SET TASK. Reproduce the listing below word for word, leaving out the pictures.

EXERCISE INPUT.
....................

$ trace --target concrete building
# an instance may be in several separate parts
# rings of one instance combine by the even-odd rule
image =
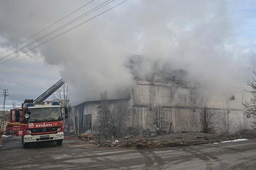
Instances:
[[[235,70],[239,73],[237,75],[240,76],[235,78],[238,82],[244,82],[243,84],[237,83],[237,86],[239,87],[234,86],[232,89],[229,89],[228,95],[213,93],[207,98],[208,106],[214,113],[216,132],[226,129],[228,121],[231,132],[243,127],[249,128],[251,122],[255,121],[251,115],[246,113],[243,105],[251,97],[250,93],[244,89],[248,87],[245,85],[246,81],[251,77],[250,75],[252,75],[252,69],[245,67],[239,68]],[[152,108],[157,104],[164,112],[167,123],[165,128],[167,132],[170,130],[174,133],[199,131],[199,111],[203,106],[202,94],[198,87],[189,87],[180,83],[180,80],[174,77],[165,81],[136,80],[131,91],[130,98],[125,99],[131,106],[129,126],[153,130],[150,115]],[[114,104],[117,99],[109,101]],[[87,101],[76,106],[76,121],[79,123],[81,129],[89,131],[92,129],[96,132],[96,113],[94,108],[100,106],[101,102]]]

....................

RESPONSE TO THE TASK.
$ trace --target concrete building
# an instance may be in several separate parts
# rings of one instance combine by the even-odd rule
image =
Instances:
[[[235,70],[239,73],[237,75],[240,76],[235,78],[238,82],[244,82],[243,84],[237,83],[237,86],[239,87],[234,86],[232,89],[229,89],[228,95],[213,93],[207,98],[208,106],[214,113],[216,132],[226,129],[228,121],[231,132],[243,127],[249,128],[251,122],[255,121],[251,115],[246,113],[243,105],[251,97],[250,93],[244,89],[248,87],[245,85],[246,81],[251,77],[250,75],[252,75],[252,69],[245,67],[239,68]],[[152,108],[157,104],[164,112],[167,123],[165,128],[167,132],[170,130],[174,133],[199,131],[199,111],[203,106],[202,94],[198,87],[189,87],[180,83],[180,80],[174,77],[165,81],[136,80],[131,91],[130,98],[125,99],[131,106],[129,126],[153,130],[150,115]],[[114,104],[117,99],[109,101]],[[87,101],[76,106],[76,121],[79,123],[81,129],[89,131],[92,129],[96,132],[96,113],[94,108],[100,106],[101,102]]]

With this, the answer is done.